(Stored data)
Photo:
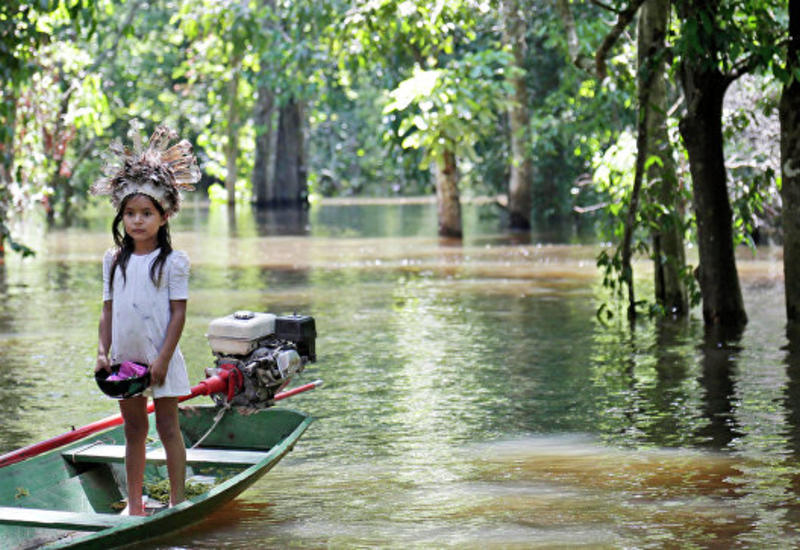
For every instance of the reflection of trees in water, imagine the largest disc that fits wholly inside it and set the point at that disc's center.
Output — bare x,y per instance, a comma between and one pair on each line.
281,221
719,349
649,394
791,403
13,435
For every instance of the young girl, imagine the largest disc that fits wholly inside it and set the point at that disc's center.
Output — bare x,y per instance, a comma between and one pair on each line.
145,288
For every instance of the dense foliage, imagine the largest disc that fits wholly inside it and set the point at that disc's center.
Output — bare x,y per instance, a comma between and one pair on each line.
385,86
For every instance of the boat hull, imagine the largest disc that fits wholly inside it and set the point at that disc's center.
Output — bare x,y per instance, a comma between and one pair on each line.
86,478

WHAT IS EXPECTED:
Without including any pictures, output all the entries above exactly.

RESPONSE BOX:
Photo:
For every instance of the reflection of trees in water, imagine the largest disc that fits wholly inside it and set the point at that disc's center.
Output — bare x,y per instance, a comma between and one pair on each line.
281,221
719,349
649,394
791,403
13,435
For every instance of the young girl, imagine the largest disc that fits wholly inside it and set the point at that disc's center.
Output — bare x,y per instance, a comma between and one pair on each line.
145,288
For every instance of the dense foliage, imagine the largest disc that fits wholly inside it and set the point at that disc's center.
Output — bare x,y per instance, a comma between and one pair on each line.
385,86
For every instance of the boat hull, imagine the largest disc that fits wholly inside it and set the point at that disc's center.
Output — bare x,y per instance, a comma between and one pair on each line.
86,478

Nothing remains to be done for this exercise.